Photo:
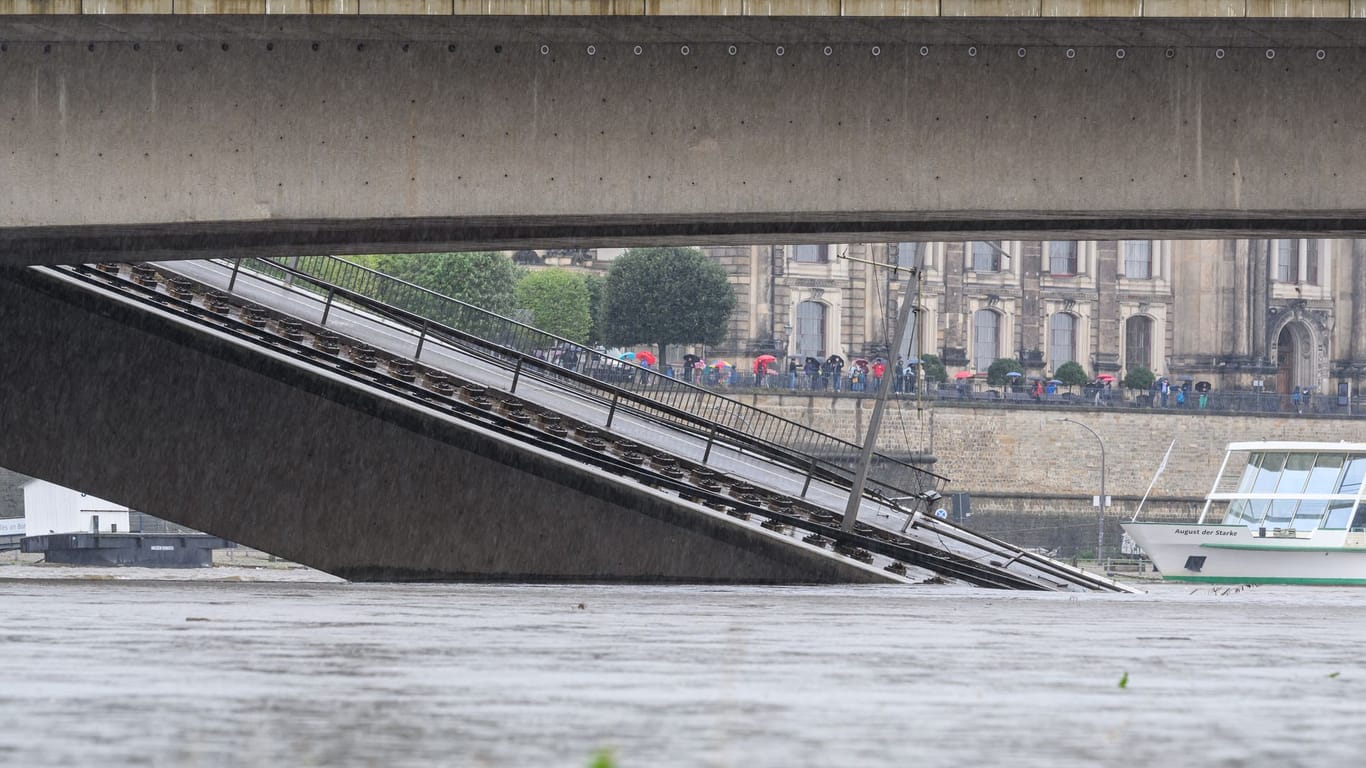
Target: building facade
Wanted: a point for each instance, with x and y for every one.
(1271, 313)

==

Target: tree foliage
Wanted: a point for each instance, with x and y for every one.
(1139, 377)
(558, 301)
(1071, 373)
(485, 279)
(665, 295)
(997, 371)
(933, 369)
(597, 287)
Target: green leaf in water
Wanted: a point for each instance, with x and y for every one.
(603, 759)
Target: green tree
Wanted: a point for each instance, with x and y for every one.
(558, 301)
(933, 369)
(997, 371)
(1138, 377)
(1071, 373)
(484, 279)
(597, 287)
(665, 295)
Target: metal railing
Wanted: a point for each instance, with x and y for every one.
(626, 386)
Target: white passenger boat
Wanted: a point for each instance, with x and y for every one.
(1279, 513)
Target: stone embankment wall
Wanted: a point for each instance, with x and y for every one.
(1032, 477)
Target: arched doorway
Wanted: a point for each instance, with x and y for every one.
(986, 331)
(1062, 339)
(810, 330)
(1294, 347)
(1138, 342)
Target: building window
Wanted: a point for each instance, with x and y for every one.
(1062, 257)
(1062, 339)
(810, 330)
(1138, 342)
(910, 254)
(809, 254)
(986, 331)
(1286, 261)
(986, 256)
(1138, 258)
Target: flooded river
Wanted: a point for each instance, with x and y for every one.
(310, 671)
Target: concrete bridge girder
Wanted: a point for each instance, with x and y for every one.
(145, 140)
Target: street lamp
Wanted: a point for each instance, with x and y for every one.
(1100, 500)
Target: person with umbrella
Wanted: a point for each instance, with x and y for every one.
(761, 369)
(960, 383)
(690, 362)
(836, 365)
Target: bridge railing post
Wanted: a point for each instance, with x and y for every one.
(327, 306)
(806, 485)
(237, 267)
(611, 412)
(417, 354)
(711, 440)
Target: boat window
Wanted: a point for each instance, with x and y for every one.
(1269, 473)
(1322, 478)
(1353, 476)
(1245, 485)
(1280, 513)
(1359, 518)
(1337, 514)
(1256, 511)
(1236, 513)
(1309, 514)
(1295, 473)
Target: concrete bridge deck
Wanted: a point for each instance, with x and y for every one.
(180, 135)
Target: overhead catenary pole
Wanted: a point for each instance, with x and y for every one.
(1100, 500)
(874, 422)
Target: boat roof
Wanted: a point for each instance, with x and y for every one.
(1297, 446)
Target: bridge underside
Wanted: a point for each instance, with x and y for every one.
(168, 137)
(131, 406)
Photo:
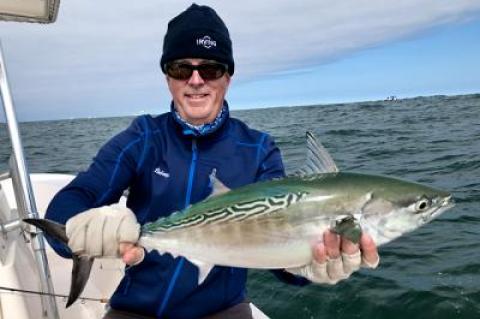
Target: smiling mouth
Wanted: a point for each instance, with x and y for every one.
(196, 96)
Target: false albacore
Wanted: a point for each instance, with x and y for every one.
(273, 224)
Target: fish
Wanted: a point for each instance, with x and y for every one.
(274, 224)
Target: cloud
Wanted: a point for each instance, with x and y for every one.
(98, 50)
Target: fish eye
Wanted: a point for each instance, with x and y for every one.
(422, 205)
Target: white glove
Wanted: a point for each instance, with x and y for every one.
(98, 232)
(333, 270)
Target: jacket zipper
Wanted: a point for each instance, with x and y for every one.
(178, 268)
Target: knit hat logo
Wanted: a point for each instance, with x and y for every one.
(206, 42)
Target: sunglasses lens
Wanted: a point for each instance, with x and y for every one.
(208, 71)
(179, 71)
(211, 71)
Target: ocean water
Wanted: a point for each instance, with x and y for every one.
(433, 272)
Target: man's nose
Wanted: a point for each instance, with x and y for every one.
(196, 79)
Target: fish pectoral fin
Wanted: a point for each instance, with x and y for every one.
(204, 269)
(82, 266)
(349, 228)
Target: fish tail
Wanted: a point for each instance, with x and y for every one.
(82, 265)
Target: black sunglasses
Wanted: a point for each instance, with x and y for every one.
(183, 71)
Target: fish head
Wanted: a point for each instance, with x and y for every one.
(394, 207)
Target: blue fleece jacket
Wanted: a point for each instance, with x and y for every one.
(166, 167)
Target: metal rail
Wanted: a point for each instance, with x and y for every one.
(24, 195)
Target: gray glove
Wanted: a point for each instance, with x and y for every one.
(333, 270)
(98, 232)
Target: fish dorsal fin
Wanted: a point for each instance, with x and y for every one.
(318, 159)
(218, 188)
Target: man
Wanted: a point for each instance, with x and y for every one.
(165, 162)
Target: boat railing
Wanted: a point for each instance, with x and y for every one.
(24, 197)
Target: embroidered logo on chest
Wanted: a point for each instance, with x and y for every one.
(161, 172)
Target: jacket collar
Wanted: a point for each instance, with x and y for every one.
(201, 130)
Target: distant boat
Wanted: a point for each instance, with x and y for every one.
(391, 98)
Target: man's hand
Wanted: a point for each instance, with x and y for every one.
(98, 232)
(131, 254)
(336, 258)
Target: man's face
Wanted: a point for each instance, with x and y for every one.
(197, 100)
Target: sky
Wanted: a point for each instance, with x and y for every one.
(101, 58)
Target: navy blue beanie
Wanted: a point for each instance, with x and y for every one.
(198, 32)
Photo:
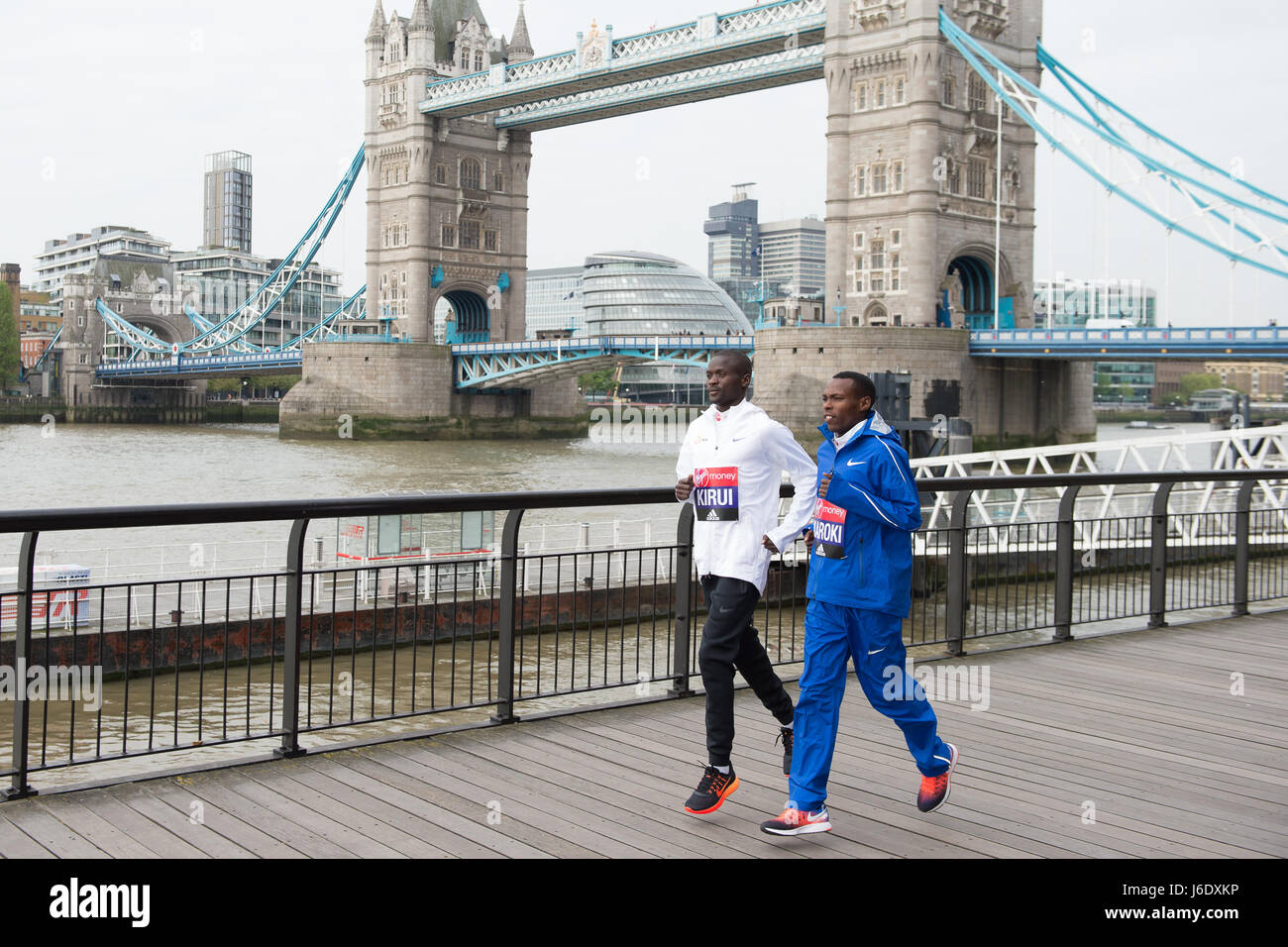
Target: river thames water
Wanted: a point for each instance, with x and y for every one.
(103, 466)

* * *

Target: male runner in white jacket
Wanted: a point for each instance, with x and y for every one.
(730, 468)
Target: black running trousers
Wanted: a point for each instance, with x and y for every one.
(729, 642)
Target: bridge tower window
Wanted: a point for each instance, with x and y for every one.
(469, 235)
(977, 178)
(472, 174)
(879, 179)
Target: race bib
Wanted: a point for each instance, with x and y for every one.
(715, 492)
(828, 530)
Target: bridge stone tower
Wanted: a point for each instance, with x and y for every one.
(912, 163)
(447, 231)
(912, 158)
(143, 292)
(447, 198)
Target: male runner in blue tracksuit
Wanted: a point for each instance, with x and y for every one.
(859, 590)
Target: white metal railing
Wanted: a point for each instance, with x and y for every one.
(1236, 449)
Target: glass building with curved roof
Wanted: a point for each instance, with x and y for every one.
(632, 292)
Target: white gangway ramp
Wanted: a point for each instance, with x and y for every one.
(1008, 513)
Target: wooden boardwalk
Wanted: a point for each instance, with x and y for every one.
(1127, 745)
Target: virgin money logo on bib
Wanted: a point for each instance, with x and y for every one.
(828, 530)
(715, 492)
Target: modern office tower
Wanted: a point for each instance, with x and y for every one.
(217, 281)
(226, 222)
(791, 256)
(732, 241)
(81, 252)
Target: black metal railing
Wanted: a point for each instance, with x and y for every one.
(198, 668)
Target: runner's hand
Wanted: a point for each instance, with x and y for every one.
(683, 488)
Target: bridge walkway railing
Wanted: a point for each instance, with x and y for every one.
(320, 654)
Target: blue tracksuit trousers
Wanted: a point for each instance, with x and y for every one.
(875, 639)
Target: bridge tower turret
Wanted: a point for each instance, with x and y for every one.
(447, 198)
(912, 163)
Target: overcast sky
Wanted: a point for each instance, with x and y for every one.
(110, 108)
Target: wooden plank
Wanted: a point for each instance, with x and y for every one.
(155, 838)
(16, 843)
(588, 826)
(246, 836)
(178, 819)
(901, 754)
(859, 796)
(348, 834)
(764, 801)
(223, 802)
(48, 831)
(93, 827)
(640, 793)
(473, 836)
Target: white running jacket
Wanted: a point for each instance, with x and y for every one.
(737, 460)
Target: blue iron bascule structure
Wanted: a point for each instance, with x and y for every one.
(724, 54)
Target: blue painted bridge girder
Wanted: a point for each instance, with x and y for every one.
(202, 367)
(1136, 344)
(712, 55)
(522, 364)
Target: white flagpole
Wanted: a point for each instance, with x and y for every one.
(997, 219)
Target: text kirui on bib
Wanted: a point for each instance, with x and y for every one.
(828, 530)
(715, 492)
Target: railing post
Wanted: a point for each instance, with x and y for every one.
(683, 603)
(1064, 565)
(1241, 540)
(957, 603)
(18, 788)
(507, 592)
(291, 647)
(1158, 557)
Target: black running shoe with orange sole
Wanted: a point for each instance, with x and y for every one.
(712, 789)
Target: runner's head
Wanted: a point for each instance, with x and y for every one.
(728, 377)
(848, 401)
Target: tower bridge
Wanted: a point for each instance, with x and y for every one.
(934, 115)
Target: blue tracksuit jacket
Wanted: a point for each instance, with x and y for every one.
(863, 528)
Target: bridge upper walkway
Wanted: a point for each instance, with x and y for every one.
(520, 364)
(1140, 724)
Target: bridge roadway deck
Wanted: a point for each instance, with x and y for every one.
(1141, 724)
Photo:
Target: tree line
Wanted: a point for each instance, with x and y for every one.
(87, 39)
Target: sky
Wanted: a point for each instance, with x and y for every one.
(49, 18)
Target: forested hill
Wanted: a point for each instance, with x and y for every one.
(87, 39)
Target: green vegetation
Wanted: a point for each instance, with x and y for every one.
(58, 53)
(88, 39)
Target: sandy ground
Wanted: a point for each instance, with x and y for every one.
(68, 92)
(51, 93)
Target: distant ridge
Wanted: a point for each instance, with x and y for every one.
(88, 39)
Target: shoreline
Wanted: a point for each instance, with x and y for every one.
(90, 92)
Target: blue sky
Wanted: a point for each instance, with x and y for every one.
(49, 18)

### EXERCISE GOAL:
Copy out the material above, starting with the line with "Target: bridge walkway railing" and going on through the line with "(1141, 724)". Shift every point by adding -122 to both its x and y coordinates, and leave all other lines as they are.

### ANSWER IN FULL:
Target: bridge walkway railing
Wanted: a point for each instance, with x and y for every one.
(198, 532)
Target: blue tracksuit trousers
Wanted: a point for each instance, with x and y for every one.
(753, 517)
Target: bridge tower turret
Wanted: a point for each instance, with x and y for every one.
(325, 76)
(790, 41)
Target: overcast sky
Wanted: a point for each instance, with x and y for every one.
(-12, -14)
Target: wooden plank
Wanted: a point for each instance, with x and y for every one.
(33, 716)
(-106, 721)
(466, 704)
(124, 714)
(56, 697)
(779, 632)
(737, 674)
(226, 712)
(642, 679)
(101, 680)
(-74, 709)
(-29, 705)
(518, 671)
(351, 714)
Target: white running jacket
Wanted: a point for each instance, with x and y for every one.
(615, 338)
Target: blue iron bascule structure
Wanted: a point for each instance, with x and y for every one.
(602, -68)
Target: blue painted bridge girder
Wanted: a point for each instance, with x and y for every one.
(80, 245)
(1014, 222)
(590, -67)
(400, 242)
Target: white flagpole
Wanted: a point for each instance, with x and y for every one.
(875, 97)
Target: text kirui on bib
Wanted: a point for each instance, with x and y for every one.
(706, 408)
(593, 370)
Target: railing post
Wanted: a point for each instance, with x and y for every one.
(561, 481)
(942, 443)
(1119, 418)
(835, 481)
(-104, 666)
(385, 470)
(169, 525)
(1036, 435)
Target: black running shoe with orange sole
Wanted: a point for each instance, with x and y for every one.
(590, 667)
Target: runner's head
Wanted: a point for each instance, with x and y for every one.
(606, 255)
(726, 279)
Target: tower bridge
Wanted: a point for each instance, with x and y for every one.
(812, -7)
Target: blue tracksuit jacket
Wanted: a point for each instance, with x and y for every one.
(741, 406)
Target: bridge upper walkway
Wanted: a point for each instance, with x and y for every one.
(398, 242)
(1018, 602)
Target: bridge roadway deck
Wanted: a point for each instance, with x and y for every one.
(1019, 602)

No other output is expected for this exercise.